Défi a -
Résumez en trois phrases le texte sur la grotte de Cussac.

Extrait du texte -
La grotte ornée de l'époque gravettienne de Cussac
Le Lascaux de la gravure
Nous habitons sur la rive droite de la Dordogne, à une vingtaine de kilomètres en aval de Sarlat. Presqu'en face de chez nous, sur la rive gauche, se trouve la commune du Buisson-de-Cadouin, où en 2000 a été découverte une grotte méconnue du grand public (méconnue pour des raisons évidentes que nous allons voir), qui constitue pourtant une des grottes majeures de l'art pariétal en France, avec Lascaux, Cosquer et Chauvet.
Cette grotte offre plusieurs particularités. Tout d'abord, son inventeur (ainsi nomme-t-on le découvreur d'une grotte) était un authentique spéléologue, Marc Delluc. Et il a de suite compris qu'il était face à une découverte scientifique majeure, n'a touché à rien, à rebroussé chemin et a averti les autorités. C'est une grotte qui a été occupée très peu de temps à l'époque gravettienne, une des quatres grandes époques du paléolithique récent, avec l'Aurignacien (~ 45000 - 30000 AP*), le Solutréen (~ 22000 - 18000 AP*) et le Magdalénien (~ 18000 -12000 AP*). La culture gravettienne a donc existé pendant environ 9 millénaires, de 31000 à 22000 AP* environ, et a remplacé les Aurignaciens (cf grotte Chauvet) qui sont les derniers hommes modernes (Homo sapiens) à avoir cotoyé les hommes de Néandertal (Homo neantertalis). La grotte de Cussac, qui date du début du Gravettien, voire du Gravettien moyen, n'a été occupée que durant un à deux millénaires, car son ouverture naturelle, à l'endroit même de l'ouverture percée par Marc Delluc, s'est effondrée très vite. Les Gravettiens qui y ont pénétré ne semblent pas y avoir rencontré des mammifères vivant dans les grottes. On y trouve de nombreuses traces d'ours, mais l'ours des cavernes avait déjà disparu à leur époque. Également, aucun autre animal, aucun autre être humain n'y a pénétré après l'effondrement précoce de la voie d'accès. Marc Delluc et les chercheurs qui l'ont suivi ont eu cette grande chance de trouver un sanctuaire qui n'avait plus vu aucun être vivant entre ~ 29000 AP et +2000.
(AP = avant le présent).
Une des grandes particularités de Cussac est que c'est une grotte entièrement gravée dans un calcaire tendre. Des gravures monumentales faisant jusqu'à 35 mètres de long et se superposant sur de grands pans calcaires. On y dénombre des milliers de gravures d'animaux, mais ausi de femmes (chose extrêmement rare dans l'art pariétal) qui se superposent. La peinture y est quasi inexistante. Quelques traces de points rouges, vrasemblablement faits à l'ocre et quelques lignes faites au doigt.
Autre grande particularité, la grotte de Cussac est également une sépulture, puisqu'on y retouve trois endroits où des restes humains ont été placés dans d'anciennes bauges d'ours, et dans l'un de ces endroits, on a retrouvé un squelette entier. Les recherches archéologiques montrent qu'il ont été placés là lors de rites funéraires. Ces restes humains sont exactement de la même époque que les gravures. C'est jusqu'à présent un cas unique dans une grotte ornée.

Documents fournis -
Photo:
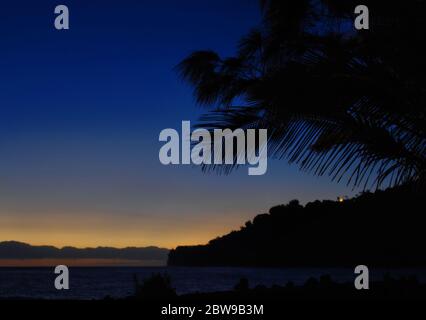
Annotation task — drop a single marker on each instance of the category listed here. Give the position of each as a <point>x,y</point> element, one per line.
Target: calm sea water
<point>97,283</point>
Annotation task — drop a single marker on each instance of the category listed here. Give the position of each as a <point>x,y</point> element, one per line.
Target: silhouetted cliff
<point>384,228</point>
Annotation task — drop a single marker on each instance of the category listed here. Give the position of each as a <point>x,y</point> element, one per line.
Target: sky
<point>80,115</point>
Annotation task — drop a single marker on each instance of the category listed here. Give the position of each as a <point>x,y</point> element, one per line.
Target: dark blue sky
<point>80,114</point>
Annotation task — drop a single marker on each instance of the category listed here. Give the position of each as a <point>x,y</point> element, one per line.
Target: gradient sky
<point>80,114</point>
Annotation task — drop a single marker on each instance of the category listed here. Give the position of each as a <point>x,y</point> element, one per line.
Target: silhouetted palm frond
<point>337,103</point>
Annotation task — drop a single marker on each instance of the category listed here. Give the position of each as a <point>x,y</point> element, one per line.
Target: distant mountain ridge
<point>20,250</point>
<point>385,229</point>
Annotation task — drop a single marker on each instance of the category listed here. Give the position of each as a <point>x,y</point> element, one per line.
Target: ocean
<point>118,282</point>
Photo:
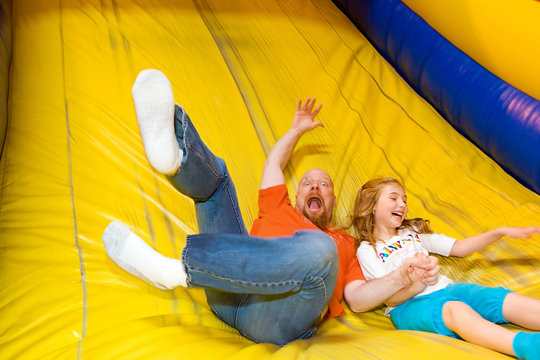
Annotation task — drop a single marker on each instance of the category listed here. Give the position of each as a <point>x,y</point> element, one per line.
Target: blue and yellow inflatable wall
<point>439,110</point>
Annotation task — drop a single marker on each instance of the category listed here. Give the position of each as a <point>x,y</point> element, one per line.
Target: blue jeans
<point>270,289</point>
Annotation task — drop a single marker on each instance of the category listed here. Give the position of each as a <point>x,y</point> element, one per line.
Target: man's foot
<point>132,254</point>
<point>154,106</point>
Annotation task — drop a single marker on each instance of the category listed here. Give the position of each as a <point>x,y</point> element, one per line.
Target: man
<point>275,285</point>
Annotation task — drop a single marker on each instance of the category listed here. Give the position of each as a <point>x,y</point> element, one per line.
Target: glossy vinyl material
<point>73,161</point>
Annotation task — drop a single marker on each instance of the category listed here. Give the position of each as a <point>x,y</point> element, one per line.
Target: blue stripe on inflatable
<point>501,120</point>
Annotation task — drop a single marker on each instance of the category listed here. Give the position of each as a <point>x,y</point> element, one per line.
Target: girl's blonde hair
<point>362,219</point>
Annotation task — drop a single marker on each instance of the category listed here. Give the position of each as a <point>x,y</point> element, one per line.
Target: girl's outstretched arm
<point>474,243</point>
<point>364,296</point>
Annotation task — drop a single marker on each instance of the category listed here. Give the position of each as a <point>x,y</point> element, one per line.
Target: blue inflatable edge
<point>501,120</point>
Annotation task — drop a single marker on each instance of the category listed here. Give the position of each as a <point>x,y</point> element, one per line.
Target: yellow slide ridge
<point>73,161</point>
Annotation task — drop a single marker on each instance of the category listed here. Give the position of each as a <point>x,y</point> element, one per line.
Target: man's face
<point>315,197</point>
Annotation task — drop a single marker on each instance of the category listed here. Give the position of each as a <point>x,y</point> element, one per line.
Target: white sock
<point>154,106</point>
<point>132,254</point>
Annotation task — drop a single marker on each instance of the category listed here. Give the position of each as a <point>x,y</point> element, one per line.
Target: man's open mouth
<point>314,203</point>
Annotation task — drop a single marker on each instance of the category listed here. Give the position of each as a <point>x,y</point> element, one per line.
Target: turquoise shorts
<point>424,313</point>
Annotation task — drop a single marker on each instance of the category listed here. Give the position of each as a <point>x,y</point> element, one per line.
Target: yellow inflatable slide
<point>72,161</point>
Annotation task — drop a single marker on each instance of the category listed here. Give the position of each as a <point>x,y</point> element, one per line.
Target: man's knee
<point>319,251</point>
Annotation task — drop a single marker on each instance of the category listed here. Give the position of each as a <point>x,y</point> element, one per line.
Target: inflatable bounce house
<point>443,95</point>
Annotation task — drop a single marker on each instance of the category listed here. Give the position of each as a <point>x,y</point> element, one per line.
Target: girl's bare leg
<point>522,310</point>
<point>467,323</point>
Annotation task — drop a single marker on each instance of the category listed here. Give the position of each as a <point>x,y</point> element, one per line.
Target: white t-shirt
<point>392,253</point>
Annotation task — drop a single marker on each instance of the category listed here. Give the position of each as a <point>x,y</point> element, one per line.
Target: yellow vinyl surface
<point>73,161</point>
<point>501,35</point>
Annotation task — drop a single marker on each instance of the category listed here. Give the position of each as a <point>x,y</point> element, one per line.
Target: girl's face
<point>391,207</point>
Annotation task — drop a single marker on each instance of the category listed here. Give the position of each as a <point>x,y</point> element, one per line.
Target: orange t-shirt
<point>277,217</point>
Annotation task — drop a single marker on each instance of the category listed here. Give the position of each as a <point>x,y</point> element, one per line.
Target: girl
<point>459,310</point>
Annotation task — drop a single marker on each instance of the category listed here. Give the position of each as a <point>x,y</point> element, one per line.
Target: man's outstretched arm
<point>282,150</point>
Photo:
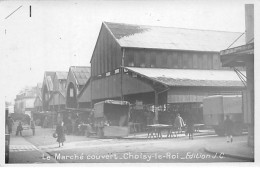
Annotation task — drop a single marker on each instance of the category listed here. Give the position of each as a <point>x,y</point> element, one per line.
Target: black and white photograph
<point>109,81</point>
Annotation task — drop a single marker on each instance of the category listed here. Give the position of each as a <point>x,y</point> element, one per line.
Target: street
<point>42,148</point>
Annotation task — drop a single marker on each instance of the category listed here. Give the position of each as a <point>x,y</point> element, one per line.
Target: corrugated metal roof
<point>189,77</point>
<point>61,75</point>
<point>81,73</point>
<point>155,37</point>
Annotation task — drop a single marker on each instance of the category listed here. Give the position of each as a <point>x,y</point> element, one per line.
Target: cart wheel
<point>100,133</point>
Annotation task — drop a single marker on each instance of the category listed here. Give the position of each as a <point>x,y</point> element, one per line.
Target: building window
<point>142,61</point>
<point>153,61</point>
<point>131,61</point>
<point>164,61</point>
<point>71,92</point>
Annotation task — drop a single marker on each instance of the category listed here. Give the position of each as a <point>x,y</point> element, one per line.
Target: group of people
<point>179,125</point>
<point>19,128</point>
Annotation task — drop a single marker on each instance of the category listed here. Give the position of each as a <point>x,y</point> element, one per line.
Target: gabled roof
<point>171,38</point>
<point>190,77</point>
<point>81,74</point>
<point>61,75</point>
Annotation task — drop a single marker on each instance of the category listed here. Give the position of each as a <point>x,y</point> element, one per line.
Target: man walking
<point>10,124</point>
<point>179,123</point>
<point>228,126</point>
<point>33,127</point>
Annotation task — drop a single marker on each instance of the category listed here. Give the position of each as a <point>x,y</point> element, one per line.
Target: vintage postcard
<point>128,81</point>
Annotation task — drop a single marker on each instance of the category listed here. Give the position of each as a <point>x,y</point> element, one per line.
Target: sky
<point>60,34</point>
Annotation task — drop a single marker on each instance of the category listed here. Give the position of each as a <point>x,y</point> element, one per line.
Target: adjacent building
<point>24,101</point>
<point>77,78</point>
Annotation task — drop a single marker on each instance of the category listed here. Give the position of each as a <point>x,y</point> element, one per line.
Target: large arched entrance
<point>71,100</point>
<point>45,98</point>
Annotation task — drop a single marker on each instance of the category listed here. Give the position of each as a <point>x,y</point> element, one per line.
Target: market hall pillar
<point>250,97</point>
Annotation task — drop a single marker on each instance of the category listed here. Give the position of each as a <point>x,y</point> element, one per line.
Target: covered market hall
<point>159,75</point>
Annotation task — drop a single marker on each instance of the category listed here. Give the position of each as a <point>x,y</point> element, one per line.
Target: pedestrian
<point>228,126</point>
<point>60,132</point>
<point>190,126</point>
<point>19,129</point>
<point>33,127</point>
<point>10,123</point>
<point>179,123</point>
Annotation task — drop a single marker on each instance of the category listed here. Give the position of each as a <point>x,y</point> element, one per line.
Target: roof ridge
<point>105,22</point>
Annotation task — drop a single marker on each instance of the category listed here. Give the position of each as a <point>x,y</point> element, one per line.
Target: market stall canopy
<point>189,77</point>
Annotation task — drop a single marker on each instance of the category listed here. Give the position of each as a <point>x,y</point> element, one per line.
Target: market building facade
<point>170,69</point>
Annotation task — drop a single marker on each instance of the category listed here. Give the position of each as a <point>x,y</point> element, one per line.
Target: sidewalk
<point>22,151</point>
<point>43,136</point>
<point>237,149</point>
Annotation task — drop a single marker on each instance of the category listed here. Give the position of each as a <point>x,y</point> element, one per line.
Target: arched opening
<point>71,100</point>
<point>45,98</point>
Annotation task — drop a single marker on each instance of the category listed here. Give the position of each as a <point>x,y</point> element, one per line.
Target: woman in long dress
<point>60,132</point>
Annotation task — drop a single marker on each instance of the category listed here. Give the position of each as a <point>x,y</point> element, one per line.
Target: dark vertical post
<point>156,105</point>
<point>30,11</point>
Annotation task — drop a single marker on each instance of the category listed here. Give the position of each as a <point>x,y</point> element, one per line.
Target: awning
<point>189,77</point>
<point>237,56</point>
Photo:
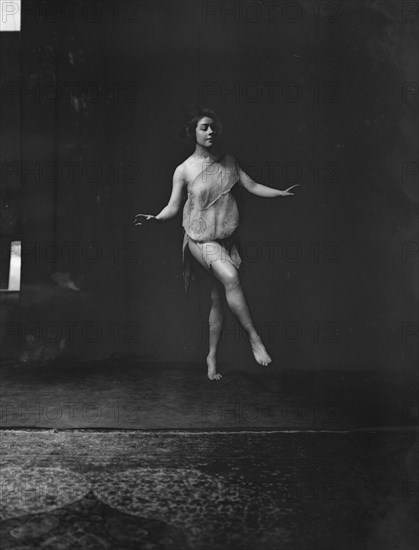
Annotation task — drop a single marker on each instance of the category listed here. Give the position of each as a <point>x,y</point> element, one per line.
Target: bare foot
<point>212,368</point>
<point>259,351</point>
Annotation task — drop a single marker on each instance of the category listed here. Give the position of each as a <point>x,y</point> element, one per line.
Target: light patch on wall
<point>15,266</point>
<point>10,11</point>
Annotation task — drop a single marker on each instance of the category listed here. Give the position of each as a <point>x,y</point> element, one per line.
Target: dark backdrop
<point>323,94</point>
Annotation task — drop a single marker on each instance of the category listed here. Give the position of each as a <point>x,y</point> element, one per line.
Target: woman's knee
<point>228,276</point>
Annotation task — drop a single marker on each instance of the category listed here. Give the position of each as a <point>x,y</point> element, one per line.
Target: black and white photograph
<point>209,274</point>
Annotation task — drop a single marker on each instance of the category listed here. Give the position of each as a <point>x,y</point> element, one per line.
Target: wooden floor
<point>124,395</point>
<point>208,491</point>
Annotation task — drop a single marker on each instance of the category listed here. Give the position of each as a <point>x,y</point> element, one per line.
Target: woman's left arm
<point>259,189</point>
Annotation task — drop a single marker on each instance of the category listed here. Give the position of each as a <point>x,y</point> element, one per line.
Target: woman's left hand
<point>286,192</point>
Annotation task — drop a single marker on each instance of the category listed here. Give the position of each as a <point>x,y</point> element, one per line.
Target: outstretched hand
<point>141,219</point>
<point>286,192</point>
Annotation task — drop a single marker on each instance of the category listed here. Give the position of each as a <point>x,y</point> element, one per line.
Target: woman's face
<point>206,133</point>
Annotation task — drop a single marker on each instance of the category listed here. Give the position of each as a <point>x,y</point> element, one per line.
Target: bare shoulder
<point>180,173</point>
<point>231,159</point>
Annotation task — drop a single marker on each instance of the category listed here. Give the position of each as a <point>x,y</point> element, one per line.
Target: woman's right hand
<point>141,219</point>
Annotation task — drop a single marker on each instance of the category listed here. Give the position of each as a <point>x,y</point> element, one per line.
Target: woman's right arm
<point>175,201</point>
<point>174,204</point>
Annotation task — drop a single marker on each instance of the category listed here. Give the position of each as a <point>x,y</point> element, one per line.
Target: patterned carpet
<point>208,491</point>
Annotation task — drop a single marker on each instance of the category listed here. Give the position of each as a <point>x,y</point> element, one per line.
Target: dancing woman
<point>210,221</point>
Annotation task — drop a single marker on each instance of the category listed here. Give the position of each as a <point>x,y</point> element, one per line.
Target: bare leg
<point>227,274</point>
<point>216,318</point>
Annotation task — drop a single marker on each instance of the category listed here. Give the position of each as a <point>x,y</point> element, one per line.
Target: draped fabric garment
<point>210,213</point>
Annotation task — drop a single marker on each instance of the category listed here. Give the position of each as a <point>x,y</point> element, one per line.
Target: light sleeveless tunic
<point>211,216</point>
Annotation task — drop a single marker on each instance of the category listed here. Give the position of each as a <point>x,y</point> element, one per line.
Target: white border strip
<point>10,11</point>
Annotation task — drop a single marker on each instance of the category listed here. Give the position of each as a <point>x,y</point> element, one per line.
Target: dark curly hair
<point>195,116</point>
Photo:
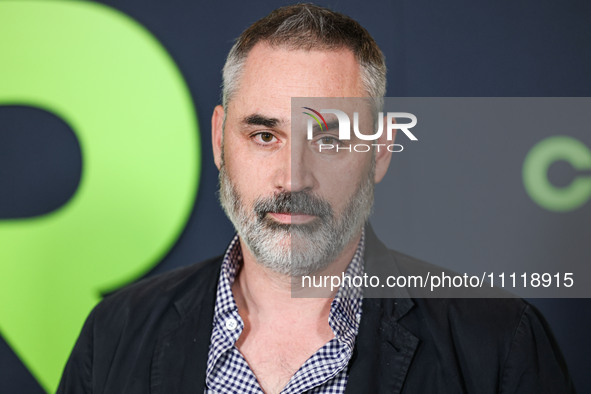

Défi b -
Transformez en liste numérotée les lignes des enregistrements, en partant du début des enregistrements et en allant jusqu'à la ligne contenant "<point>80,115</point>", celle-ci comprise. Omettez les lignes vides et laissez les images de côté.

Corrigé de l'exercice a -
Découverte en 2000 au Buisson-de-Cadouin par le spéléologue Marc Delluc, la grotte de Cussac est une grotte ornée de l'époque gravettienne, occupée seulement un à deux millénaires car son ouverture naturelle s'est effondrée très vite. Elle est entièrement gravée dans un calcaire tendre, avec des milliers de gravures d'animaux et de femmes qui se superposent, la peinture y étant quasi inexistante. C'est aussi une sépulture : des restes humains de la même époque que les gravures y ont été placés dans d'anciennes bauges d'ours lors de rites funéraires.

Corrigé de l'exercice b -
1. Photo:
2. Annotation task — drop a single marker on each instance of the category listed here. Give the position of each as a <point>x,y</point> element, one per line.
3. Target: calm sea water
4. <point>97,283</point>
5. Annotation task — drop a single marker on each instance of the category listed here. Give the position of each as a <point>x,y</point> element, one per line.
6. Target: silhouetted cliff
7. <point>384,228</point>
8. Annotation task — drop a single marker on each instance of the category listed here. Give the position of each as a <point>x,y</point> element, one per line.
9. Target: sky
10. <point>80,115</point>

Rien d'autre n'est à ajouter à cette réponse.